What is expected – Copy every record exactly.

The records –

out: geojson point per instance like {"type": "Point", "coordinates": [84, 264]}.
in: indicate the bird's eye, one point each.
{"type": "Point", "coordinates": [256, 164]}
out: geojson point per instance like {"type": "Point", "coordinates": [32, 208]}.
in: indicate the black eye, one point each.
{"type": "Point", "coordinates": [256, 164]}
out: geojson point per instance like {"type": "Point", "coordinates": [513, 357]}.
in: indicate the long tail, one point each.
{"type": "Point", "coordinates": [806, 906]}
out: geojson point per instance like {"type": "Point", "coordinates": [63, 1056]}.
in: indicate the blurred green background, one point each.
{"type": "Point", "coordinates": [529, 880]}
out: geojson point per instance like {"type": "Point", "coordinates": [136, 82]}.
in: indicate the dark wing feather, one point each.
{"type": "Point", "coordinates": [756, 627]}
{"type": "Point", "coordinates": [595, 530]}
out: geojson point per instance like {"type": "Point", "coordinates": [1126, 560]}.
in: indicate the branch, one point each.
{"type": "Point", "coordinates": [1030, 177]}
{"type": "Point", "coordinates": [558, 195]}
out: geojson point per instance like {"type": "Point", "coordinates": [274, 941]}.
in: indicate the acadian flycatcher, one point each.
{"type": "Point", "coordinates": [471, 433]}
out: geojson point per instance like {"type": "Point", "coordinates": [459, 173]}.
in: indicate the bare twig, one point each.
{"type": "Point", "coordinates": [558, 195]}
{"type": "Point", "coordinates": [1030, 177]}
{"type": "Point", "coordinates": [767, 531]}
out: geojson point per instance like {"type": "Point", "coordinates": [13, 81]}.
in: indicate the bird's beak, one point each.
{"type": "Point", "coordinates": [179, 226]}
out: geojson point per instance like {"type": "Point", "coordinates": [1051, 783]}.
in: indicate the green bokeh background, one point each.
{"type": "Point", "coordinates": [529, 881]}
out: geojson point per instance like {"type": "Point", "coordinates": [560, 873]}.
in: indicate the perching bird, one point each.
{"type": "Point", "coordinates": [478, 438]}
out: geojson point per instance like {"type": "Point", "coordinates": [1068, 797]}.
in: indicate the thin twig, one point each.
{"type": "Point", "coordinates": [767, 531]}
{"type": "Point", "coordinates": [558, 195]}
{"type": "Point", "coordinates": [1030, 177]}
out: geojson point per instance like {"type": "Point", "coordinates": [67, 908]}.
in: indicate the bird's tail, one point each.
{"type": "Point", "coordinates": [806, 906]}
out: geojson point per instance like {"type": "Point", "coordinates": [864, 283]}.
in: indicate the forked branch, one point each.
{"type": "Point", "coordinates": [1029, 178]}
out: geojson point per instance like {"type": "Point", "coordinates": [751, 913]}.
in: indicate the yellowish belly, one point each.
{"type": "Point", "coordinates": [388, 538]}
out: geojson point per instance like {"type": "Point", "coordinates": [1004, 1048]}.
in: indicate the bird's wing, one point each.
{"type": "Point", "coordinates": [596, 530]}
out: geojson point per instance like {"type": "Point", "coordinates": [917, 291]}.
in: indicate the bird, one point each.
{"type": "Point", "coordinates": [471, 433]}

Response for this exercise –
out: geojson point per instance like {"type": "Point", "coordinates": [84, 264]}.
in: indicate the bird's eye, one point each.
{"type": "Point", "coordinates": [256, 164]}
out: geojson point per instance like {"type": "Point", "coordinates": [32, 208]}.
in: indicate the black eye, one point each.
{"type": "Point", "coordinates": [256, 164]}
out: geojson point per instance like {"type": "Point", "coordinates": [513, 357]}.
in: indicate the long tail, one point each.
{"type": "Point", "coordinates": [806, 906]}
out: geojson point per instance like {"type": "Point", "coordinates": [63, 1056]}.
in: indicate the blurred green background, one point each.
{"type": "Point", "coordinates": [529, 880]}
out: geojson point per instance like {"type": "Point", "coordinates": [136, 82]}.
in: indicate the dark wing feather, one point each.
{"type": "Point", "coordinates": [756, 627]}
{"type": "Point", "coordinates": [595, 530]}
out: geojson point per instance like {"type": "Point", "coordinates": [1126, 560]}.
in: indicate the branch, one point each.
{"type": "Point", "coordinates": [1030, 177]}
{"type": "Point", "coordinates": [558, 195]}
out: geojson point per instance like {"type": "Point", "coordinates": [274, 941]}.
in: indicate the acadian flycatcher, one point each.
{"type": "Point", "coordinates": [471, 433]}
out: geojson point per instance like {"type": "Point", "coordinates": [459, 173]}.
in: indicate the bare twig, one point each.
{"type": "Point", "coordinates": [558, 195]}
{"type": "Point", "coordinates": [1030, 177]}
{"type": "Point", "coordinates": [767, 531]}
out: geojson point per instance like {"type": "Point", "coordinates": [13, 81]}.
in: indicate the bird's beak, one point each.
{"type": "Point", "coordinates": [179, 226]}
out: geojson point per instance like {"type": "Point", "coordinates": [1051, 783]}.
in: indicate the green bokeh background, one point each.
{"type": "Point", "coordinates": [529, 881]}
out: geojson point per instance like {"type": "Point", "coordinates": [560, 873]}.
in: indicate the perching bird, one point each.
{"type": "Point", "coordinates": [478, 438]}
out: geojson point per instance like {"type": "Point", "coordinates": [1068, 797]}.
in: indicate the thin twig, one point each.
{"type": "Point", "coordinates": [767, 531]}
{"type": "Point", "coordinates": [558, 195]}
{"type": "Point", "coordinates": [1030, 177]}
out: geojson point per instance like {"type": "Point", "coordinates": [67, 908]}.
in: indicate the bird's tail, one point each.
{"type": "Point", "coordinates": [806, 906]}
out: geojson point per instance like {"type": "Point", "coordinates": [864, 283]}.
in: indicate the forked branch, one point each.
{"type": "Point", "coordinates": [1029, 178]}
out: geojson point per instance like {"type": "Point", "coordinates": [751, 913]}.
in: indicate the yellowish belly, one point each.
{"type": "Point", "coordinates": [388, 538]}
out: geojson point per instance like {"type": "Point", "coordinates": [1004, 1048]}.
in: indicate the bird's wing, one point each.
{"type": "Point", "coordinates": [596, 530]}
out: geojson point per instance like {"type": "Point", "coordinates": [917, 291]}.
in: indicate the bird, one point each.
{"type": "Point", "coordinates": [471, 433]}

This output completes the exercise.